▶ [Exercise instructions] Find "Reviewer note: every instance of the window" in the material below, then copy that line and every subsequent line to the end, exactly.
--- START ---
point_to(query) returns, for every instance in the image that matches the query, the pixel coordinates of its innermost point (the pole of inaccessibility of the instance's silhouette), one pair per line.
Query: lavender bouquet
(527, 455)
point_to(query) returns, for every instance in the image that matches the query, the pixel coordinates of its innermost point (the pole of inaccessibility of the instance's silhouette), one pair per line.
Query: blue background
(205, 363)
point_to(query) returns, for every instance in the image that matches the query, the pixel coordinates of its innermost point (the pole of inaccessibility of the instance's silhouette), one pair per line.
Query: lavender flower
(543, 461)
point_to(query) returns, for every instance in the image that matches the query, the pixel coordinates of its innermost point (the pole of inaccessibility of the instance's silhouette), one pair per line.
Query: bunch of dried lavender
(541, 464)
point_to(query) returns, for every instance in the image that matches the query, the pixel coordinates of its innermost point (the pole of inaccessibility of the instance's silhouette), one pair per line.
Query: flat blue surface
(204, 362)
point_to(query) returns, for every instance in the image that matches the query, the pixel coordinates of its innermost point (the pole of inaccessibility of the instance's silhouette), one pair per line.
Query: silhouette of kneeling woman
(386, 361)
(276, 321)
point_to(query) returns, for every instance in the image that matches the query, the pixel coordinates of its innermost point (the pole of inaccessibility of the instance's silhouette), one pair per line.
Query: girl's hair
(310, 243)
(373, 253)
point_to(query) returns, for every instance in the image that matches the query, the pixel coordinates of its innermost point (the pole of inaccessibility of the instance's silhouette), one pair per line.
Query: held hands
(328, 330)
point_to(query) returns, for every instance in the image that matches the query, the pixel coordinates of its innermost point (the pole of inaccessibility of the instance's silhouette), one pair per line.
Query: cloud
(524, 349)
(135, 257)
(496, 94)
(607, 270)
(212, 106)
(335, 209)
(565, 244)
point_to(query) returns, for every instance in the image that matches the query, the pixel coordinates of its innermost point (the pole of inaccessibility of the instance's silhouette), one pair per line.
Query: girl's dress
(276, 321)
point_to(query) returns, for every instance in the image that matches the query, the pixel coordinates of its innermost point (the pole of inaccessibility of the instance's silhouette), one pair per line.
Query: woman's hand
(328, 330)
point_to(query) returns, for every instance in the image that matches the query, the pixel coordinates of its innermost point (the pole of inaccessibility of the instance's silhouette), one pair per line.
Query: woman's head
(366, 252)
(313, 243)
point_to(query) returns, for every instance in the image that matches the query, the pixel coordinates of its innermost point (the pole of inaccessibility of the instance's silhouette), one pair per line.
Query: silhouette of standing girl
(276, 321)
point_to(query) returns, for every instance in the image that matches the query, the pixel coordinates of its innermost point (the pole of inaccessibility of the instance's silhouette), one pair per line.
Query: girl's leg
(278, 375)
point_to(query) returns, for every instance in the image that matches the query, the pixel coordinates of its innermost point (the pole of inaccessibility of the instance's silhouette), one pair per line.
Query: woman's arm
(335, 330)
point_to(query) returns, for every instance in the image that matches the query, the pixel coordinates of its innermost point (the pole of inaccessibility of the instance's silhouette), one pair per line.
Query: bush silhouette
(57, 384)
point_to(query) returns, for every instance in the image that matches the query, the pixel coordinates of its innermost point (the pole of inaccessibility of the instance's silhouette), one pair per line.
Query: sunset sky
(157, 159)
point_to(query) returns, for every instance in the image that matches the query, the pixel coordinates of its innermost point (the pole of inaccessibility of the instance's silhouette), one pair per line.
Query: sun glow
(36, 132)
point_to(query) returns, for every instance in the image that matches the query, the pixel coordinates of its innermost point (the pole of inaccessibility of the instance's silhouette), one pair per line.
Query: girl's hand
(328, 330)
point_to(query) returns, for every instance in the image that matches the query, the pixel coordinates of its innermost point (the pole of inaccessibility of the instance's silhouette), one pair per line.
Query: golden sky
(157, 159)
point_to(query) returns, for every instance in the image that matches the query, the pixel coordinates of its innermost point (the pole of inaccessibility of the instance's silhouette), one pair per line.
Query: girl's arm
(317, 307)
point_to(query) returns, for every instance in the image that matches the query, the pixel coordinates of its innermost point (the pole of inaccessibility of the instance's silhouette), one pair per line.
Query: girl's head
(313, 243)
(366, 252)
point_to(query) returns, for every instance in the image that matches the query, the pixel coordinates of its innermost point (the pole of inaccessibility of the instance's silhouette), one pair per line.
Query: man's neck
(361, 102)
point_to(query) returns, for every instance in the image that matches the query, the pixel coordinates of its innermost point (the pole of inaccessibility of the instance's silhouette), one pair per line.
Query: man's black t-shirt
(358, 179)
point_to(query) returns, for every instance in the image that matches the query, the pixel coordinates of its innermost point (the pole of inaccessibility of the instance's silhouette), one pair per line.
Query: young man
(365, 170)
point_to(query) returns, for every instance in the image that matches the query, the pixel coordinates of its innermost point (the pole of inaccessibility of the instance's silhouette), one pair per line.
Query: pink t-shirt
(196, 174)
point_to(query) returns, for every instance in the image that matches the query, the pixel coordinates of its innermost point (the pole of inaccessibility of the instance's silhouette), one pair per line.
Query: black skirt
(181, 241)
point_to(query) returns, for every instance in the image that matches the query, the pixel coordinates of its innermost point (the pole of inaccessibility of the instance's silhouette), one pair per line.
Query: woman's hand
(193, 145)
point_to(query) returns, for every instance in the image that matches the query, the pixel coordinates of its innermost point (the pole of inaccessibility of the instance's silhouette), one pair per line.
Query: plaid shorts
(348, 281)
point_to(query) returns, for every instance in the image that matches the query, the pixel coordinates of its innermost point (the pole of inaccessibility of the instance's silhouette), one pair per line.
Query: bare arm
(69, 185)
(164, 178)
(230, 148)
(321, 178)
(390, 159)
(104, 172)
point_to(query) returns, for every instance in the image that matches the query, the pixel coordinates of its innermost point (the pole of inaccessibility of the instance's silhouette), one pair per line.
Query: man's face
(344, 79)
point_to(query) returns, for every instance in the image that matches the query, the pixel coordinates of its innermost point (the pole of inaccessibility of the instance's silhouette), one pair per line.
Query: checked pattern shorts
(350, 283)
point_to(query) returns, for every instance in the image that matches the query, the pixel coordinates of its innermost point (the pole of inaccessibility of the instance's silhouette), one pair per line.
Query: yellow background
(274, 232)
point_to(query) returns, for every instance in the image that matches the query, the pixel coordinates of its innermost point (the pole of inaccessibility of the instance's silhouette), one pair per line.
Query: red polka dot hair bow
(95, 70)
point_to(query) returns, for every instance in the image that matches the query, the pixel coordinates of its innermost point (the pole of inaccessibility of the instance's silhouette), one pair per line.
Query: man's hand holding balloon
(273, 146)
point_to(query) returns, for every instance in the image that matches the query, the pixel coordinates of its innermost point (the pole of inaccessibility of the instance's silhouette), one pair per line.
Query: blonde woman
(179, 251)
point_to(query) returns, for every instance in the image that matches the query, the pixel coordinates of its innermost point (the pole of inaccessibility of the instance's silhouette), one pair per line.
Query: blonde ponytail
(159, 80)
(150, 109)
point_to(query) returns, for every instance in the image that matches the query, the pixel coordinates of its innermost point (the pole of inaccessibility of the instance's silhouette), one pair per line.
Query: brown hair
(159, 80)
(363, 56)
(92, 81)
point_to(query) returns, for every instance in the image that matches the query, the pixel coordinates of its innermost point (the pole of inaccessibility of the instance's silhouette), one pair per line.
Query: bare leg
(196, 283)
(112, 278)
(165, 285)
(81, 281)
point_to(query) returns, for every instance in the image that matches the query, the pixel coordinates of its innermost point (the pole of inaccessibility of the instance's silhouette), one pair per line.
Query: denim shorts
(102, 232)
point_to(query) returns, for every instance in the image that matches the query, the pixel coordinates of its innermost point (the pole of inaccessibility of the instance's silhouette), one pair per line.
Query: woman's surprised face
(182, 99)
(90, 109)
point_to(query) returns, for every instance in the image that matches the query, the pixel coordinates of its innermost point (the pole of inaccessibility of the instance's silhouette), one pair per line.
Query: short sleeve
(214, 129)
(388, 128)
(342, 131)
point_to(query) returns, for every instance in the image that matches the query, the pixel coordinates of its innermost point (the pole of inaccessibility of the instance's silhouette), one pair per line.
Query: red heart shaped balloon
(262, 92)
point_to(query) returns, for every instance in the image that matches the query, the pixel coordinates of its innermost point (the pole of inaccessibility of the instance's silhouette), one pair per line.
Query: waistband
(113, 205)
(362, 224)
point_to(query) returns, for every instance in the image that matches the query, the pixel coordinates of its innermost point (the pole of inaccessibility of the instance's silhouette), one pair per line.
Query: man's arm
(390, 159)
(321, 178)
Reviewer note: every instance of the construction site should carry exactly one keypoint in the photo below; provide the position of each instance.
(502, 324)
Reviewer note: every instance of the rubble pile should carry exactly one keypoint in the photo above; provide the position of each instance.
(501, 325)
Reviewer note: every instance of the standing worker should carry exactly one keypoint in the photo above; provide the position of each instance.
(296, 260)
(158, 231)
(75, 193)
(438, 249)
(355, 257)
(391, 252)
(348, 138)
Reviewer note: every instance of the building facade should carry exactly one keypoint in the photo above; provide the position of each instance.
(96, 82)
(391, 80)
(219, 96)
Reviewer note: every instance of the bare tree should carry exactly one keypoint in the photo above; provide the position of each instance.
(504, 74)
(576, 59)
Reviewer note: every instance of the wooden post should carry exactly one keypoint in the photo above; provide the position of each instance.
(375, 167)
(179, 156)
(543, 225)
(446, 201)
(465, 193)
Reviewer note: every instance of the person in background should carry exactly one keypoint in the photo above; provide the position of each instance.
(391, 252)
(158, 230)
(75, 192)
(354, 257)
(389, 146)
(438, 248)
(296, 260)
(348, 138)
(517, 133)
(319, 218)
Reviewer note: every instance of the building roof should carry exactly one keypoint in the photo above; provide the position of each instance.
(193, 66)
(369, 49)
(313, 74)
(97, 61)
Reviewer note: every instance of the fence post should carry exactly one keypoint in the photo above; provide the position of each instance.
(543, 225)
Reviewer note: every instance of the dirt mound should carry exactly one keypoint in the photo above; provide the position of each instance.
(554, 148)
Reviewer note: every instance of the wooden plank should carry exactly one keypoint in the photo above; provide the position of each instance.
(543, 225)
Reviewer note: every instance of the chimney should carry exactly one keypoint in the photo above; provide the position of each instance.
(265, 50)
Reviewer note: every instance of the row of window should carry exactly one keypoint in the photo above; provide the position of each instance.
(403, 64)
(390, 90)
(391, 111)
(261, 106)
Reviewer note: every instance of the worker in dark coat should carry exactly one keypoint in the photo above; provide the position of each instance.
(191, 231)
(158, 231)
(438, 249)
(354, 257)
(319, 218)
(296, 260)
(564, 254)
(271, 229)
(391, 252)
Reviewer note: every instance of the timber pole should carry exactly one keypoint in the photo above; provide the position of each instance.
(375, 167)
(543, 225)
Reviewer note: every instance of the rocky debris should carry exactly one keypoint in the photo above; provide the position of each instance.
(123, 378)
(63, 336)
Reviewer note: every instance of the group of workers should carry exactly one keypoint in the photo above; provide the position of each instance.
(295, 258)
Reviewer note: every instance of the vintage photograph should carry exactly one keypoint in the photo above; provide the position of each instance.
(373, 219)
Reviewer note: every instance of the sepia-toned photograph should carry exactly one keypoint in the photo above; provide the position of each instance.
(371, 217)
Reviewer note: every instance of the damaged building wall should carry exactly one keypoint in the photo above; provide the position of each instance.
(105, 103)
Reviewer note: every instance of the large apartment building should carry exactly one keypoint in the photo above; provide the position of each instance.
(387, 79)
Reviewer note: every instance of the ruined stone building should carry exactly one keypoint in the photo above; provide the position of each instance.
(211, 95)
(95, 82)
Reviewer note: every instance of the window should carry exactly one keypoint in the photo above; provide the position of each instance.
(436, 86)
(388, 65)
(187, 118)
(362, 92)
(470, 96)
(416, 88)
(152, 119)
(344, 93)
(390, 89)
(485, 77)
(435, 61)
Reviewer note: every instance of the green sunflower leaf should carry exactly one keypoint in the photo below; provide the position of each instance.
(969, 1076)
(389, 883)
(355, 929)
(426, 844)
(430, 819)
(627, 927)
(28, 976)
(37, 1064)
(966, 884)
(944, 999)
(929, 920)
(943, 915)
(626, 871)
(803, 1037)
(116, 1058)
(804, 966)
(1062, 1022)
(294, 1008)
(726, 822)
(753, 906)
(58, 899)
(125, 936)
--- END ---
▶ [Exercise result]
Reviewer note: every instance of the window should carry exactly one keypoint in the photo above; provide the position of each instance.
(436, 86)
(388, 65)
(187, 118)
(362, 92)
(470, 96)
(416, 88)
(152, 119)
(344, 93)
(390, 89)
(485, 77)
(435, 61)
Reviewer note: every instance of the green sunflower leaf should carry exactly one keypoint in the photo below; provide the position of each instance.
(969, 1076)
(389, 883)
(355, 929)
(426, 844)
(430, 819)
(627, 927)
(28, 976)
(37, 1064)
(966, 884)
(944, 999)
(929, 920)
(943, 915)
(626, 871)
(803, 1037)
(116, 1058)
(804, 966)
(1062, 1022)
(294, 1008)
(726, 822)
(753, 906)
(58, 899)
(125, 936)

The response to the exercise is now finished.